_KUTIPAN PILIHAN_.
━━━━━━━━━━━━━━━━━━━━

MAYORITAS KAUM MUSLIMIN SEKARANG INI TIDAK MEMAHAMI MAKNA LAA ILAAHA ILLALLAH DENGAN PEMAHAMAN YANG BAIK
Oleh
Syaikh Muhammad Nashiruddin Al-Albani Rohimahulloh
Mayoritas kaum muslimin sekarang ini yang telah bersaksi Laa Ilaaha
Illallah (Tidak ada sesembahan yang berhak diibadahi kecuali Allah)
tidak memahami makna Laa Ilaaha Illallah dengan baik, bahkan barangkali
mereka memahami maknanya dengan pemahaman yang terbalik sama sekali.
Saya akan memberikan suatu contoh untuk hal itu : Sebagian di antara
mereka [1] menulis suatu risalah tentang makna Laa Ilaaha Illallah, dan
menafsirkan dengan "Tidak ada Rabb (pencipta dan pengatur) kecuali
Allah" !! Orang-orang musyrik pun memahami makna seperti itu, tetapi
keimanan mereka terhadap makna tersebut tidaklah bermanfaat bagi mereka.

━━━━━━━━━━━━━━━━━━━━

_CATATAN TERSIMPAN_.
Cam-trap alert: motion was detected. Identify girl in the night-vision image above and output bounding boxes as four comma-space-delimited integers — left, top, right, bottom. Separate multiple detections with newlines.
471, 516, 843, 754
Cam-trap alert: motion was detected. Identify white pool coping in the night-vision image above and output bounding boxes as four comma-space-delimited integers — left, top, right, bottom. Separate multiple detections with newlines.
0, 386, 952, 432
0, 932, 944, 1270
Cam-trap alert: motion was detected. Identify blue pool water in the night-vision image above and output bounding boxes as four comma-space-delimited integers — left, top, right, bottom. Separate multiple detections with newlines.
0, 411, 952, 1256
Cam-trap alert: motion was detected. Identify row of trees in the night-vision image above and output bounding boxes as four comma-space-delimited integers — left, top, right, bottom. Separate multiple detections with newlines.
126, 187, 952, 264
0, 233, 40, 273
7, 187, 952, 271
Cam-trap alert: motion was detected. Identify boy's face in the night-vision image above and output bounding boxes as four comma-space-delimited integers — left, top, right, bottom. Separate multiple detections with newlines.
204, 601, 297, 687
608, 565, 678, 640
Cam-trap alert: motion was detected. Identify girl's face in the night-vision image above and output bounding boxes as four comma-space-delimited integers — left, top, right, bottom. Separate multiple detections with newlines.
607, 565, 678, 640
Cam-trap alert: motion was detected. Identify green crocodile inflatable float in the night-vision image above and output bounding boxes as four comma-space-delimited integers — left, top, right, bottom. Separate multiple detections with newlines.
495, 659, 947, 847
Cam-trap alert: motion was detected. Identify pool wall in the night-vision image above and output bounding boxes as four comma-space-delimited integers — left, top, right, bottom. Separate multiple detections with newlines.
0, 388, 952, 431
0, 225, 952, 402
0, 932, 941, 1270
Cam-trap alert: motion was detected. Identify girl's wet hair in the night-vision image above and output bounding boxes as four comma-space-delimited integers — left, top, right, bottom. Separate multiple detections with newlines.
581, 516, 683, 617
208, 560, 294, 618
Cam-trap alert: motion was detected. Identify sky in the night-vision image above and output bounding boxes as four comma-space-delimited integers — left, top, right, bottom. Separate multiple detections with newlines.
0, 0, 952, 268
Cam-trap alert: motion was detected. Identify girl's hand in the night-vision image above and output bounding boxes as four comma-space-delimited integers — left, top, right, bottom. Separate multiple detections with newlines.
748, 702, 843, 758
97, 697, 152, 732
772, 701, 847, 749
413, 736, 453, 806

━━━━━━━━━━━━━━━━━━━━

_TUGAS LATIHAN_. Dalam kutipan tentang makna Laa Ilaaha Illallah, dengan tafsiran apa sebagian orang menjelaskan kalimat itu dalam risalah yang mereka tulis? Catatan ini tidak ada kaitannya dengan kutipan.

_JAWABAN LATIHAN_. Mereka menafsirkannya dengan "Tidak ada Rabb (pencipta dan pengatur) kecuali Allah".